* [Text block]
---
Saturday, August 21, 2004

Lazy Friday night with the Wall Street Journal

I was not planning to write anything more today. But Chavez decided to make a cadena. I felt like forgetting TV and turn on my computer to check comments. Someone sent me a link to an article of the Wall Street Journal free article section on the web. Supposedly that article is debunking all the statistical theory advanced by the opposition this week. It might even be the one that Rodriguez of the CNE mentioned. So I read it.

Well, using that article to debunk the opposition theory is a tad daring. I really did not find anything new to an article which is rather political than statistical and I did not feel that it was coming hard on the opposition. Mostly adequate comments considering what a foreign journalist could understand from our crazy situation

However I did find this little gem that I want all of you to share. I have cut and pasted from what was on the web page tonight at around 9 PM.

Aviel Rubin, a computer-science professor at Johns Hopkins University, said he calculated odds of roughly one in 17 that two of three computers at a voting table would have identical results. That compares to about one in 15 that so far have shown similar results in Venezuela's referendum.

I have rally no idea what that means. I mean, I think that there is some important information that the journalist forgot to write down. Because if I am basing myself strictly on this paragraph we can make the following calculation:

Let's assume three machines for three lists of 100 electors each.
---
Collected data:
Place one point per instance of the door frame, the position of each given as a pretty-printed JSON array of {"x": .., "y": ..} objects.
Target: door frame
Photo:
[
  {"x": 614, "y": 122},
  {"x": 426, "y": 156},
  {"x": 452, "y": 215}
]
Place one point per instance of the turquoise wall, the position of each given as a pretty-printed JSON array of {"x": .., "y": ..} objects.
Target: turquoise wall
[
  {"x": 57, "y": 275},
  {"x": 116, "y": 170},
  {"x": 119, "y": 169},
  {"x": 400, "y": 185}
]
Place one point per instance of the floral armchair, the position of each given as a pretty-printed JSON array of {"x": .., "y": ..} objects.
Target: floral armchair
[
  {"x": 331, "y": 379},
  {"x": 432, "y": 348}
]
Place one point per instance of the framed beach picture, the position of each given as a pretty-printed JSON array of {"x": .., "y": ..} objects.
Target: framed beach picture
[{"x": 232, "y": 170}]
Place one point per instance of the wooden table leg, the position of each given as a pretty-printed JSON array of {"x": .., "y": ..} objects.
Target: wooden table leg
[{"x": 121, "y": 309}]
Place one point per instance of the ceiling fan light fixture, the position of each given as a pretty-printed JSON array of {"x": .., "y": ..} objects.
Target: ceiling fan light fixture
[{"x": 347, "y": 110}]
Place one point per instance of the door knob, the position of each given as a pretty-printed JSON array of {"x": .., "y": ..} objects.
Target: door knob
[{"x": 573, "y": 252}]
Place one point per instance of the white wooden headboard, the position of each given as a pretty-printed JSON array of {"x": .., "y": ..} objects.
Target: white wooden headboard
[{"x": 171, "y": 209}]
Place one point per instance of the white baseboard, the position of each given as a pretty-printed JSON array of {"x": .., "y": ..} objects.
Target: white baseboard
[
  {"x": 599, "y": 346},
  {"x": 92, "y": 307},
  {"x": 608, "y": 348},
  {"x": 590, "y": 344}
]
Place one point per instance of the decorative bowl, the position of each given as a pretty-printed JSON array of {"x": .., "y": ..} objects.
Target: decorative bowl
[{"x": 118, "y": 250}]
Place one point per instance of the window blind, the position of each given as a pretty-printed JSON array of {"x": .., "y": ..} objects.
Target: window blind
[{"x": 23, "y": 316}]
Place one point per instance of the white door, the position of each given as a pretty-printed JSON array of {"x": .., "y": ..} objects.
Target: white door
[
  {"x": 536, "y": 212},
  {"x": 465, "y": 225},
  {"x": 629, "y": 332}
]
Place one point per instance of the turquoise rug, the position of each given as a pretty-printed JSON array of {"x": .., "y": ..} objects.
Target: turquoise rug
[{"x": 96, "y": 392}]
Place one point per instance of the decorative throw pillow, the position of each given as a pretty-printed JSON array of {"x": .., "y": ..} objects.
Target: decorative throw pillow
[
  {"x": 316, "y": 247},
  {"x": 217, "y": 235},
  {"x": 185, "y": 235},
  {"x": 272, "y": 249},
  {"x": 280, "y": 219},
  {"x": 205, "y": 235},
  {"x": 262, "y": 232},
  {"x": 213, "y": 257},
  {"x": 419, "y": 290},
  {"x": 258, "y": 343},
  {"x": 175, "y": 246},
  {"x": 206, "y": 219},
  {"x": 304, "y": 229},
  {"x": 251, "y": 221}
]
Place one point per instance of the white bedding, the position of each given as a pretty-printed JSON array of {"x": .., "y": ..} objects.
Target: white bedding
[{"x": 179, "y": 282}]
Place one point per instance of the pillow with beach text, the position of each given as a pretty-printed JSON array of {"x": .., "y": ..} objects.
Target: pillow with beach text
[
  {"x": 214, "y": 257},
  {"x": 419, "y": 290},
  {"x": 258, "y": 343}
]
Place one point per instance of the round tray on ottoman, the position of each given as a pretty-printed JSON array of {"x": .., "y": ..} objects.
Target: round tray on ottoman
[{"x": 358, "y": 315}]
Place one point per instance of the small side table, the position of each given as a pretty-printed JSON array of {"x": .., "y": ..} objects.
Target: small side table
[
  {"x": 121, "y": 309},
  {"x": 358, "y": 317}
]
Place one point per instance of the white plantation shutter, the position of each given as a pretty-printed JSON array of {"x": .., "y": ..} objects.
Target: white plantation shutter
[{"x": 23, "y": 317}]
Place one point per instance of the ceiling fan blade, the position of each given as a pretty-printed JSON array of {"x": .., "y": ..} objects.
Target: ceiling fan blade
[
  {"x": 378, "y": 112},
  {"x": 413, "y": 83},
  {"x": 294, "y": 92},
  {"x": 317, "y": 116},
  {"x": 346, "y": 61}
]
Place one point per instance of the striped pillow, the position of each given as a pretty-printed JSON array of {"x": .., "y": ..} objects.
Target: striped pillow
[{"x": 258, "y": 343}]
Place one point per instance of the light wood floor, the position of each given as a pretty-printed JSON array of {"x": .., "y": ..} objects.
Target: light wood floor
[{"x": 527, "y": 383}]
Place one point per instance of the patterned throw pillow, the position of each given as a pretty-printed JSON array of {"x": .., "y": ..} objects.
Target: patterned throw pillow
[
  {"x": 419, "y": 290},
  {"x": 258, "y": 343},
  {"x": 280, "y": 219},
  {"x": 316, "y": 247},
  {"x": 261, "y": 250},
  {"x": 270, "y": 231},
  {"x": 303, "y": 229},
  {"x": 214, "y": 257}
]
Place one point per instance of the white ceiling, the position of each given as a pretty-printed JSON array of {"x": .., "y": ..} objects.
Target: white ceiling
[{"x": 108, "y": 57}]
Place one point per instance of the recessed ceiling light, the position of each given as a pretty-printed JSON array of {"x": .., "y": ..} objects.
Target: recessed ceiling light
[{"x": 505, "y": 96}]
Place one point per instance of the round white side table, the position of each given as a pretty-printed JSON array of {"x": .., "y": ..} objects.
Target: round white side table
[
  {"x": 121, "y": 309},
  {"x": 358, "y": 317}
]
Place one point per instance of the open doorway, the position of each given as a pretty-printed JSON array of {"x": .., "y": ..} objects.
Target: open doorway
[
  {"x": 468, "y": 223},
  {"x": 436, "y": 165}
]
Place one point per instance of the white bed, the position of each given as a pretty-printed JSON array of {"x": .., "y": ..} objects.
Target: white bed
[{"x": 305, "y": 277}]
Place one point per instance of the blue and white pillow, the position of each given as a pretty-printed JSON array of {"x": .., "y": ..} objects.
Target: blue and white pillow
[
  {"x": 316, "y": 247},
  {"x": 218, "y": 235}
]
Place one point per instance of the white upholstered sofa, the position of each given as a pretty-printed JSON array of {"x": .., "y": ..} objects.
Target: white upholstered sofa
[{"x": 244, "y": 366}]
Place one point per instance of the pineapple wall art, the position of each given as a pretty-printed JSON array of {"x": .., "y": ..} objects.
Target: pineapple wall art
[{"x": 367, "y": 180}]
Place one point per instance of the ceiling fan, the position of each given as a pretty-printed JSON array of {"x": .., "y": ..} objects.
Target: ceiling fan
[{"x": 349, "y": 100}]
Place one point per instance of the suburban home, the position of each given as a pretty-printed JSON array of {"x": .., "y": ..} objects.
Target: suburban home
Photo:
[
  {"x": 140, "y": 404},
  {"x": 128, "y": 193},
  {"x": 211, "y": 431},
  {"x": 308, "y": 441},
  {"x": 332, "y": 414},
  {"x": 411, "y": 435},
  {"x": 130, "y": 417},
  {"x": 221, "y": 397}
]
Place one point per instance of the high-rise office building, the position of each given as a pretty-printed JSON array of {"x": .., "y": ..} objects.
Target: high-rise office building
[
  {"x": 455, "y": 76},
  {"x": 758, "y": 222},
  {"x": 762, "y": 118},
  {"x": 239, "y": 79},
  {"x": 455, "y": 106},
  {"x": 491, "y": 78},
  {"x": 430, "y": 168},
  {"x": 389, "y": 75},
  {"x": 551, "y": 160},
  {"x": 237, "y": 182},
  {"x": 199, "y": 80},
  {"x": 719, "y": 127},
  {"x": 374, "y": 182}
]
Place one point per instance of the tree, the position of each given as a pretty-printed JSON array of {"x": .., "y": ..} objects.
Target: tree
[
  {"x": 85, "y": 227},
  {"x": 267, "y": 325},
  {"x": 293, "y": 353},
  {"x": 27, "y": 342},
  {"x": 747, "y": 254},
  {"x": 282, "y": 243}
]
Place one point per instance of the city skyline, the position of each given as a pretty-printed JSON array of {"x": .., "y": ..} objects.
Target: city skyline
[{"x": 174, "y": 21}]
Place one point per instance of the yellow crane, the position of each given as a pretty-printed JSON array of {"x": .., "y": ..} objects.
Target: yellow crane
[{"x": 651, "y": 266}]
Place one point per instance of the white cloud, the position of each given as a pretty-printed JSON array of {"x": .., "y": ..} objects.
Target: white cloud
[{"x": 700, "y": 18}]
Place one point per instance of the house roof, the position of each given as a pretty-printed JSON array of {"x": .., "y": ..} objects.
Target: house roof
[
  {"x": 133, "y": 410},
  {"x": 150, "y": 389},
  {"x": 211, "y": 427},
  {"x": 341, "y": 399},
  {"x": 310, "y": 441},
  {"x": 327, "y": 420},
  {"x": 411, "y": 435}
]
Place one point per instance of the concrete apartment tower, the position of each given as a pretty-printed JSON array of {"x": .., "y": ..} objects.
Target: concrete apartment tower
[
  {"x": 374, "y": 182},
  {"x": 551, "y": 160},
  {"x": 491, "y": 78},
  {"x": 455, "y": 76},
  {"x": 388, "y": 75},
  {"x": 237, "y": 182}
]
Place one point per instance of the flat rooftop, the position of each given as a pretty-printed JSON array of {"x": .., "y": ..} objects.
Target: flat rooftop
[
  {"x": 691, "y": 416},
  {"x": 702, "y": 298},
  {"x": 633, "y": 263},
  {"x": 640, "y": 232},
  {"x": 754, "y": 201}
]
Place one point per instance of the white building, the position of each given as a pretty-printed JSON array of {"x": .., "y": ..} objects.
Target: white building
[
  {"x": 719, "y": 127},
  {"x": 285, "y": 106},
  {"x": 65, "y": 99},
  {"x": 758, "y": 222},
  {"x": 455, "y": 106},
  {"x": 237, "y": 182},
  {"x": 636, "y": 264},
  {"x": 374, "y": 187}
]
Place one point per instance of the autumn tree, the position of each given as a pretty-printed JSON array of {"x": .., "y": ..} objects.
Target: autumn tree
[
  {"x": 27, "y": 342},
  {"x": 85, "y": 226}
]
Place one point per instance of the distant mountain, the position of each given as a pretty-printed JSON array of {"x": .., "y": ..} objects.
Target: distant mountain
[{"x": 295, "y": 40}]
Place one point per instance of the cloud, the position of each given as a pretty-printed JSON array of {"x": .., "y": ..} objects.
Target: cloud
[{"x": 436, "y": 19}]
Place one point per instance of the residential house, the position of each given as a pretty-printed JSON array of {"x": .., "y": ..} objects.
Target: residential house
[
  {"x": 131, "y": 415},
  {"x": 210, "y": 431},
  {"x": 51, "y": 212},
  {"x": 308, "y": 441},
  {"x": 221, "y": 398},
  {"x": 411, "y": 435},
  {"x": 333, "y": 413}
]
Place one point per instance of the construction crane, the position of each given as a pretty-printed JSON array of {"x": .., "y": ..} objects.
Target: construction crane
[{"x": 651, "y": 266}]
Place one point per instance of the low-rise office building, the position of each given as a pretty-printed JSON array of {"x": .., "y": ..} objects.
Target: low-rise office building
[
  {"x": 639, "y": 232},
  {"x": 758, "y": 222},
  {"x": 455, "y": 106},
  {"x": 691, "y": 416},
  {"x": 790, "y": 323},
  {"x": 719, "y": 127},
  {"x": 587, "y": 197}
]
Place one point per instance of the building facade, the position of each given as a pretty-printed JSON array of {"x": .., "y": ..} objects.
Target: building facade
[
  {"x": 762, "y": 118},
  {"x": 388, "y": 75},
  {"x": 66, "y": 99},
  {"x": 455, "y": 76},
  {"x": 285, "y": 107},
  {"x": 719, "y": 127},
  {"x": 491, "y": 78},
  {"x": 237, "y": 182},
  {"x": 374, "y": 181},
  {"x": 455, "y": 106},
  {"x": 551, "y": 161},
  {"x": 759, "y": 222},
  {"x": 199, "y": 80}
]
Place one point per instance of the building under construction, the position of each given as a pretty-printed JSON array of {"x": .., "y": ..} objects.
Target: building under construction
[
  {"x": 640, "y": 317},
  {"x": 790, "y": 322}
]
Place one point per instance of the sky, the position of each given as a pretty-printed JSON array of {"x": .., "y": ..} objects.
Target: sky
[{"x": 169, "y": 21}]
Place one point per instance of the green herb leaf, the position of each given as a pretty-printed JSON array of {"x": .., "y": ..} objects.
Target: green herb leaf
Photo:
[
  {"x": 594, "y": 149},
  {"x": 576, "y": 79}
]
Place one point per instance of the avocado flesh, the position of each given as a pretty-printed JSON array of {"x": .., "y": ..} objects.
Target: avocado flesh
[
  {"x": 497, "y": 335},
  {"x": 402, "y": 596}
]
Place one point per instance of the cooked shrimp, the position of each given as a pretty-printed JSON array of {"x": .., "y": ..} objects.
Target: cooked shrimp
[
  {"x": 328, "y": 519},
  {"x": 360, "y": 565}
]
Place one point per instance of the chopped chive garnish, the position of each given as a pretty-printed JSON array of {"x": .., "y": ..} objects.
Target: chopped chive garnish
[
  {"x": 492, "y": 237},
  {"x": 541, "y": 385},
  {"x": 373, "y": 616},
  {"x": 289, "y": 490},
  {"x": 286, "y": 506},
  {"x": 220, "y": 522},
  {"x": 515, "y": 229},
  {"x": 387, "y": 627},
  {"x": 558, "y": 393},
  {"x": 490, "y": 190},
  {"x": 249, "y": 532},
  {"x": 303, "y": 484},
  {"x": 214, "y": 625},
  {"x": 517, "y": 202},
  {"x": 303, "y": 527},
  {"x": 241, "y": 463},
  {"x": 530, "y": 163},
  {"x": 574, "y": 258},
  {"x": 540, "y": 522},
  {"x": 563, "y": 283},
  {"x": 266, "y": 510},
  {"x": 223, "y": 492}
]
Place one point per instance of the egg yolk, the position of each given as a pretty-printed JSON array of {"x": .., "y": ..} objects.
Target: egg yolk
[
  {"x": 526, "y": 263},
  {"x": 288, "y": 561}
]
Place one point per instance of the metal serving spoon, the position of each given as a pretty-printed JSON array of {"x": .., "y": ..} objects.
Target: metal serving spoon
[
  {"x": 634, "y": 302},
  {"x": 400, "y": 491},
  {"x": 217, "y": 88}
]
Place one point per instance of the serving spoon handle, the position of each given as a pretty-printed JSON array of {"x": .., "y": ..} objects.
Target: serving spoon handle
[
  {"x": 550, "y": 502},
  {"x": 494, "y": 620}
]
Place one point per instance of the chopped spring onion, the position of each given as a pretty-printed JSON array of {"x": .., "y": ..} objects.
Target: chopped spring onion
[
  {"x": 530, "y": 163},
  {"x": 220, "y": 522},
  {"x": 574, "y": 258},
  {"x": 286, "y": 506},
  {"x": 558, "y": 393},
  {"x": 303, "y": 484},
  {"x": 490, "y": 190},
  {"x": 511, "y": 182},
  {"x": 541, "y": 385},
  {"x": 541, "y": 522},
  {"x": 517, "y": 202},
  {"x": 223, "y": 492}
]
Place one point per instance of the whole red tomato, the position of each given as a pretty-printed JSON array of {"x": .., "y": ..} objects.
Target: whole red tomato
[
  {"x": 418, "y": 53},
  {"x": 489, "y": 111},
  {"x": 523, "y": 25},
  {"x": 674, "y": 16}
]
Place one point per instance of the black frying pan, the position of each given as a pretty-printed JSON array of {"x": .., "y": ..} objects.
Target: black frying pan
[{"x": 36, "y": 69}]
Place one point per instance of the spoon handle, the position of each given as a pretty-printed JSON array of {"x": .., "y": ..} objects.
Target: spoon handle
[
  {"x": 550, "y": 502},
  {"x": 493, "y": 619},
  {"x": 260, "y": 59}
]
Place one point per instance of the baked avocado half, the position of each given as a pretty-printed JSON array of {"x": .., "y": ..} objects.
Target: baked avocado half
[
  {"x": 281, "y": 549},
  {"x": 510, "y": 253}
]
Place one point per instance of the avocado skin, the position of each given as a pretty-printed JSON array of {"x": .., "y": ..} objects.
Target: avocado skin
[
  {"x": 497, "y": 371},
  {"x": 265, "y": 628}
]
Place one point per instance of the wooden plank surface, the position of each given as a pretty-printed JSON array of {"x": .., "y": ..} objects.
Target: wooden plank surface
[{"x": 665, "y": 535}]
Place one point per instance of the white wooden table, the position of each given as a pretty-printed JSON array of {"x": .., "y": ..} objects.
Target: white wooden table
---
* [Work to complete]
Answer these questions using the post about the Wall Street Journal article:
(a) What date appears at the top of the post?
(b) What position does Aviel Rubin hold?
(c) At about what time did the writer copy the passage from the web page?

* [Completed task]
(a) Saturday, August 21, 2004
(b) He is a computer-science professor at Johns Hopkins University.
(c) Around 9 PM